--- Task directions ---
Copy every entry exactly.

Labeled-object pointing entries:

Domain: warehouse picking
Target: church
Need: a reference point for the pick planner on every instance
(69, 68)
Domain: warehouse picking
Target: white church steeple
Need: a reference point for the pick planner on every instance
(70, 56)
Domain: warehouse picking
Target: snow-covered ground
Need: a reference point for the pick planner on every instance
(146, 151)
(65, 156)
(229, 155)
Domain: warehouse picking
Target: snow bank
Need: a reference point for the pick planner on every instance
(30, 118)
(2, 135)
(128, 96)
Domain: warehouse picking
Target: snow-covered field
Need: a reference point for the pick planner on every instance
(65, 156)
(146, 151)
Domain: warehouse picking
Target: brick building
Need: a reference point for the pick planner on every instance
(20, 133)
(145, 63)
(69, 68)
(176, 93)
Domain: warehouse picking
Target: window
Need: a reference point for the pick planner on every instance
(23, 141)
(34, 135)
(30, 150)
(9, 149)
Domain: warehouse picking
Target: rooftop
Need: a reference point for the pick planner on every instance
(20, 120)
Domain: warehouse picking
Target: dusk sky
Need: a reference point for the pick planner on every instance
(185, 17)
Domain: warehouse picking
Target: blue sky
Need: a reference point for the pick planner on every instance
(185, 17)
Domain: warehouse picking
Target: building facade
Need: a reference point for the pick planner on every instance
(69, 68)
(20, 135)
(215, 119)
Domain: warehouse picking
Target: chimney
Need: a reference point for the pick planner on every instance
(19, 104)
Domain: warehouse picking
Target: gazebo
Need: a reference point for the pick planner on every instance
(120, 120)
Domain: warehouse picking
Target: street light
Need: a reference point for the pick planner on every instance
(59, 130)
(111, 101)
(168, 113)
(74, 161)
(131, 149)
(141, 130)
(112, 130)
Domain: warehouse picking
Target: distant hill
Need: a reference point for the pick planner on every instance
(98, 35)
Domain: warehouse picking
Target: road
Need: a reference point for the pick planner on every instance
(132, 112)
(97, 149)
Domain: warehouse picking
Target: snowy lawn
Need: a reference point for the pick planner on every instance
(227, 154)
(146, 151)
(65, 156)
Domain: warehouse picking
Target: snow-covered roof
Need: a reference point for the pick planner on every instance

--- The reply ---
Domain: warehouse picking
Target: church
Need: a reference point for the pick planner on every instance
(69, 68)
Domain: warehouse picking
Target: white church steeple
Need: a reference point for the pick planner on every instance
(70, 56)
Domain: warehouse picking
Target: snow-covered ground
Need: a reference point for the pick planner on every instance
(146, 151)
(65, 156)
(229, 155)
Domain: warehouse picking
Target: snow bank
Need: a reference point for the pick planner on every instance
(30, 118)
(2, 135)
(128, 96)
Domain: warehouse picking
Target: snow-covered field
Need: a reference point for the pick planner on every instance
(65, 156)
(146, 151)
Domain: warehouse picking
Target: brick building
Need: a reference point for the pick planner on every instance
(20, 133)
(145, 63)
(69, 68)
(176, 93)
Domain: warehouse picking
Target: window
Need: a reference point for the pick planner on every instance
(23, 141)
(34, 135)
(30, 150)
(9, 149)
Domain: warehouse picking
Target: rooftop
Need: a reference point for the pick planner on every instance
(20, 120)
Domain: warehouse picking
Target: dusk sky
Need: a reference point for the pick planner on every instance
(185, 17)
Domain: warehouse picking
Target: blue sky
Need: a reference point for the pick planner on every instance
(185, 17)
Domain: warehouse picking
Target: building facade
Need: a reference point for the pick planner on every instance
(69, 68)
(20, 135)
(215, 119)
Domain: warehouse picking
Target: chimney
Need: a reference point for the pick planner on every instance
(19, 104)
Domain: warehouse picking
Target: gazebo
Need: a reference point for the pick planner on every instance
(120, 120)
Domain: warehouse picking
Target: street light
Need: a reference point for the pick planner on every instance
(59, 130)
(111, 101)
(168, 113)
(74, 161)
(131, 149)
(141, 130)
(112, 130)
Domain: warehouse picking
Target: distant hill
Need: a reference point for the pick planner on every instance
(98, 35)
Domain: warehouse picking
Target: road
Need: a reference point for the pick planner on every instance
(132, 112)
(97, 149)
Domain: warehouse picking
Target: snowy lawn
Need: a reference point for the pick planner on every instance
(227, 154)
(146, 151)
(65, 156)
Domain: warehouse picking
Target: snow-covered roof
Need: a reference point for the pick planner on every instance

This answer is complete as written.